The problem: Set down exactly each line of the entries below, beginning at the one that contains "of the blue" and ending at the last, and no others.

___ Records supplied

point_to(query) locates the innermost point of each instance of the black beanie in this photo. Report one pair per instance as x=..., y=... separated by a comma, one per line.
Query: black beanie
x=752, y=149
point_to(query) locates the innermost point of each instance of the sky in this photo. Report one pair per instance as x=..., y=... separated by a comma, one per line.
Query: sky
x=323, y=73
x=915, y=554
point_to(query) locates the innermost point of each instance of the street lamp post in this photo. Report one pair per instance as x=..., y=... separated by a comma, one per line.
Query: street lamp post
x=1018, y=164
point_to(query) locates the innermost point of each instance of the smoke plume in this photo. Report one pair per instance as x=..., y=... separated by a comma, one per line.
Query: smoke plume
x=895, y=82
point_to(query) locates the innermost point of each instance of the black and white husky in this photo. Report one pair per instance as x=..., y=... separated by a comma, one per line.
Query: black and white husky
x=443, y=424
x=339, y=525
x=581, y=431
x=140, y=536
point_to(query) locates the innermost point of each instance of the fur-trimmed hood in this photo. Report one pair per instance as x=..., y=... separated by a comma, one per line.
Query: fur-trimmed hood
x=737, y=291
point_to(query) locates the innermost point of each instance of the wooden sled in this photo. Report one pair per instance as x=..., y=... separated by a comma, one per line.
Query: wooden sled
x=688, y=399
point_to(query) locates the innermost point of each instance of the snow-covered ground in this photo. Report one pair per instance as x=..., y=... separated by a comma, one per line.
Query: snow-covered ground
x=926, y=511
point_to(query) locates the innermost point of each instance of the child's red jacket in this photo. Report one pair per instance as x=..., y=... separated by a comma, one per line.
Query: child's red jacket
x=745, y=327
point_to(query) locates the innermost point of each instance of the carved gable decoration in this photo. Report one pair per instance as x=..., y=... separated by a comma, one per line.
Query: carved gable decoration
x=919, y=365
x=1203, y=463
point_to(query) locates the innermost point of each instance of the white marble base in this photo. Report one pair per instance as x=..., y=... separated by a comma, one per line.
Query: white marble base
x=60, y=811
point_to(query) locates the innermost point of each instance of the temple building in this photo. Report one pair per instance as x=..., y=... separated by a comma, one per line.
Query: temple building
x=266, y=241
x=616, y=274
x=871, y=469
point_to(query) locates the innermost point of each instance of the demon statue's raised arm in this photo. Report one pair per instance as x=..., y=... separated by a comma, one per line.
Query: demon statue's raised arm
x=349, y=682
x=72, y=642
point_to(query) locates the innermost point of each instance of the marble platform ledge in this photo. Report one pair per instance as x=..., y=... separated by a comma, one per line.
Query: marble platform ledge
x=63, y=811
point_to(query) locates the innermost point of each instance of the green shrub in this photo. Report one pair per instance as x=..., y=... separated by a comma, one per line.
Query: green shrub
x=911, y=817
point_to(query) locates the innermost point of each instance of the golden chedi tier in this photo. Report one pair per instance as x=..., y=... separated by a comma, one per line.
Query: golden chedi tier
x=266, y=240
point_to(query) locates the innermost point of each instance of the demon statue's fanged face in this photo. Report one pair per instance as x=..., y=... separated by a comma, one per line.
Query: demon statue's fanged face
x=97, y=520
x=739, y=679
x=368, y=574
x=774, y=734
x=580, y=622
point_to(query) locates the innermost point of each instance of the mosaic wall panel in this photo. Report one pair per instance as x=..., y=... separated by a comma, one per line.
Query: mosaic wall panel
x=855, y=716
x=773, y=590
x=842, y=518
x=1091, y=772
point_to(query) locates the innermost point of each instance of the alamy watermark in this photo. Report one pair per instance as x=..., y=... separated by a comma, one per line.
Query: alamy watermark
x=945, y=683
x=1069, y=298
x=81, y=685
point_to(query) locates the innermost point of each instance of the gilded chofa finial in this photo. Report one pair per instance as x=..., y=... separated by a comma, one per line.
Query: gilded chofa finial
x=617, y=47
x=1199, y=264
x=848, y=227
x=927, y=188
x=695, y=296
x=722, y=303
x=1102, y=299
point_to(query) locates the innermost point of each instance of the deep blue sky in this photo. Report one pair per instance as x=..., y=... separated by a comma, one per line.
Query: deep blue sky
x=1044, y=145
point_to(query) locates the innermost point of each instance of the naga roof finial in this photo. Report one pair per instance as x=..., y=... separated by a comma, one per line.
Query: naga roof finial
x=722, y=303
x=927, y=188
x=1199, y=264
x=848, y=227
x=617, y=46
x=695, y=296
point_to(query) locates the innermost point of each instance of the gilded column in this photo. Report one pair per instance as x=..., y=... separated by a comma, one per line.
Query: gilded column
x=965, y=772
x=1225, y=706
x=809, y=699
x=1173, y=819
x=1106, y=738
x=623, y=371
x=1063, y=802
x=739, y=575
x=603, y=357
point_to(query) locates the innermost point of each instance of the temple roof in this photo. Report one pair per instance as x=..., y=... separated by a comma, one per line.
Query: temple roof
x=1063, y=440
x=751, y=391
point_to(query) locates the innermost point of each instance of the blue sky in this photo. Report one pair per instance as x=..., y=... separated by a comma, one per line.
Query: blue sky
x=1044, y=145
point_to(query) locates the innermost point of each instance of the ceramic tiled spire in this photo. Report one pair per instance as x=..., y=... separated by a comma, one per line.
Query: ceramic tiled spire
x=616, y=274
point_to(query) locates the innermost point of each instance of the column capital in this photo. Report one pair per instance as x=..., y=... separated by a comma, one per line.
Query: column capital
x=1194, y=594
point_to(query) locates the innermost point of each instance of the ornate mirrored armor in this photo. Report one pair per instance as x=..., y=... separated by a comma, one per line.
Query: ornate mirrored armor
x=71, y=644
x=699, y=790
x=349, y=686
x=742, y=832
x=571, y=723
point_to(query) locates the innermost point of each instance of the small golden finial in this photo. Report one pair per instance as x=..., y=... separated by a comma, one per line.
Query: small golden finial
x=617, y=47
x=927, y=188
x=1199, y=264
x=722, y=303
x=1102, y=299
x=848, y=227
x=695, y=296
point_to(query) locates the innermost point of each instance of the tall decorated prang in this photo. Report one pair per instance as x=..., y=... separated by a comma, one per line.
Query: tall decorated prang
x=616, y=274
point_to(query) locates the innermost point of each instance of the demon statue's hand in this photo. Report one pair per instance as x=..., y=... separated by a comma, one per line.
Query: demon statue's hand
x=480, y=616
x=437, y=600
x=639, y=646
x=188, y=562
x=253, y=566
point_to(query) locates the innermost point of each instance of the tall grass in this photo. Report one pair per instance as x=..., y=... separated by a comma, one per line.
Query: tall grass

______

Expected answer:
point_to(query) locates the innermost point of each instance of the blue sky in this photo. Report one pair per instance as x=..., y=... separated by a comma, one per line.
Query: blue sky
x=1044, y=145
point_to(query) locates the innermost point of each instance of the ceramic tiled spire in this photo. Report one pair per instance as x=..., y=... separated by a comma, one per line.
Query: ceramic tiled spire
x=616, y=274
point_to(query) locates the innermost point of each instance of the column capital in this photo. Report one pair per instance as x=..., y=... separated by a comma, one per line.
Query: column capital
x=1194, y=594
point_to(query) locates the innermost point of each instance of the ornate mirrored armor in this photo. Report one pair per instance as x=..., y=... separated by a comma, one per line.
Query: ornate mirrored armor
x=71, y=644
x=699, y=790
x=349, y=686
x=742, y=832
x=571, y=723
point_to(query) locates the innermost point of each instance of the small golden finial in this photo. Report one pair per instance as x=..., y=... separated by a comma, one per line.
Query: small golden finial
x=617, y=47
x=927, y=188
x=1199, y=264
x=722, y=303
x=1102, y=299
x=848, y=227
x=695, y=296
point_to(query) locates the innermost point of each instance of the tall decorated prang in this photo. Report one pair per instance as x=..., y=... separated by a comma, one per line.
Query: tall decorated prang
x=616, y=274
point_to(query) locates the innermost point of each instance of the demon statue's hand in this photo. Report one pair per instance as x=..., y=... separated by a comma, one per line.
Query: demon statue's hand
x=480, y=616
x=437, y=600
x=639, y=646
x=188, y=562
x=253, y=566
point_to(query) locates the innermost point of each instance of the tall grass in this photo. Report one pair per instance as x=..., y=... separated by a comma, one per line.
Query: tall grass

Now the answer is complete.